# [Tantangan]
1. Cetaklah secara persis bagian teks tentang petani cabai yang dibuka dengan kata-kata "Widodo mengungkapkan alasannya" dan ditutup dengan "akan menanggung kerugian.".
2. Menurut teks tentang petani cabai, berapa harga jual cabai dari petani per kilogram?
3. Teruskan teks tentang petani cabai, dimulai setelah kalimat terakhir yang ditampilkan.

# [Teks yang Diberikan]
====

FOTO: Unggahan Facebook Widodo, petani asal Kabupaten Bantul yang menawarkna gratis hasil panen cabai miliknya kepada siapa pun/Facebook

 

"Jumat pagi saya upload, siangnya dari Yogya dan Gunung Kidul datang rombongan. Ada yang pakai motor dan mobil, tapi harus metik sendiri paling banyak satu kilogram per orang,” ungkap Widodo di ladangnya, Minggu, 17 September 2017.

Widodo mengungkapkan alasannya menggratiskan cabai di lahan yang berada tidak jauh dari bantaran Sungai Opak tersebut. Menurutnya, akibat anjloknya harga cabai akhir-akhir ini kerugian yang dialaminya akan semakin besar jika nekat memanen dan menjualnya ke pasaran.

Pria 25 tahun ini mengatakan untuk memanen cabai tersebut membutuhkan tenaga panen dua orang per hari dengan hasil panen sekitar 20 kilogram cabai. Dengan harga jual dari petani yang hanya Rp4.500 per kilogram, dipastikan bukan untung, namun Widodo malah akan menanggung kerugian.

Baca Juga:

"Dulu modal tanam sekitar Rp2,5 juta, tapi daripada tambah rugi saya ikhlaskan dipetik sendiri sama warga mungkin lebih bermanfaat," terangnya.

Lahan cabai tersebut sebenarnya tinggal seluas 15 lubang atau sisa dari seluruh lahan sebelumnya yang mencapai 80 lubang.

Sebagian besar tanaman cabai rawit merah tersebut mati dan gagal panen akibat tidak mendapat pasokan air. Seperti yang dialami lahan pertanian lain di wilayah itu, tanaman petani seperti jagung tidak mampu bertahan.

====

# [Bahan yang Disediakan]
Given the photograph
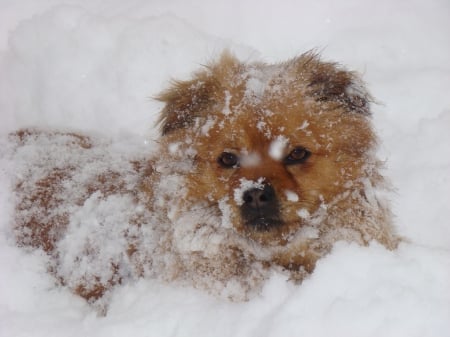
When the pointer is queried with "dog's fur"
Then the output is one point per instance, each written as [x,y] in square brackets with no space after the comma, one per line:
[258,167]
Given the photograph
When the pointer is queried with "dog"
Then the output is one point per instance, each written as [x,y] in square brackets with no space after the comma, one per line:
[259,167]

====

# [Tugas Terselesaikan]
1.
Widodo mengungkapkan alasannya menggratiskan cabai di lahan yang berada tidak jauh dari bantaran Sungai Opak tersebut. Menurutnya, akibat anjloknya harga cabai akhir-akhir ini kerugian yang dialaminya akan semakin besar jika nekat memanen dan menjualnya ke pasaran.

Pria 25 tahun ini mengatakan untuk memanen cabai tersebut membutuhkan tenaga panen dua orang per hari dengan hasil panen sekitar 20 kilogram cabai. Dengan harga jual dari petani yang hanya Rp4.500 per kilogram, dipastikan bukan untung, namun Widodo malah akan menanggung kerugian.

2. Rp4.500 per kilogram.

3.
Selain air hujan, petani mengandalkan sumur yang sejak dua minggu terakhir juga sudah mulai mengering. 

"Sudah tidak ada harapan lagi, itu jagung juga sudah tidak bisa berbuah makanya sama yang garap dibiarkan begitu saja," sebutnya sembari menunjukkan hamparan tanaman jagung yang tidak terawat.

FOTO: Ilustrasi/Pedagang Cabai

 

Pria yang juga bekerja di sebuah perusahaan periklanan ini menjelaskan lahannya hanya berjarak sekitar 1 kilometer dari bantaran Sungai Opak. Namun karena lokasinya berada di lerang perbukitan dan lebih tinggi dibandingkan sungai maka tidak ada saluran irigasi yang bisa dialirkan.

Lahan miliknya dan milik warga lain seluas hampir 8 hektare itu efektif ditanami ketika musim penghujan saja. Jika nekat menanam saat kemarau, dikatakan Widodo, nasibnya akan sama seperti tanaman sayur tomat miliknya yang sudah mati jauh sebelum cabainya berbuah.

Sementara, Kepala Dinas Pertanian Pangan Kehutanan dan Perikanan (DPPK) Bantul Pulung Haryadi mengakui harga cabai yang tengah merosot dalam sebulan terakhir.

Menurutnya kondisi ini bukan lantaran kelebihan produksi cabai di wilayahnya, namun akibat penumpukan stok cabai. Pasalnya masa panen cabai saat ini berlangsung bersamaan dalam kurun waktu satu bulan.

Sehingga Pulung memprediksi kondisi ini tidak akan berlangsung lama. "Saya pantau harganya (cabai) dari Rp4.000 sekarang sudah Rp6.000, trennya akan kembali naik," jelasnya.

Terkait kekeringan lahan pertanian, Pulung mengatakan belum ada laporan yang masuk ke dinasnya. Namun begitu jika ada petani yang mengalami kekurangan suplai air, Pulung mewanti-wanti agar tidak perlu khawatir secara berlebihan.

Sesuai prediksi BMKG menurutnya akhir bulan September 2017 ini sudah akan memasuki musim penghujan. "Laporan sampai sekarang belum ada yang masuk, semoga prediksi datangnya musim hujan ini pas," katanya. (one)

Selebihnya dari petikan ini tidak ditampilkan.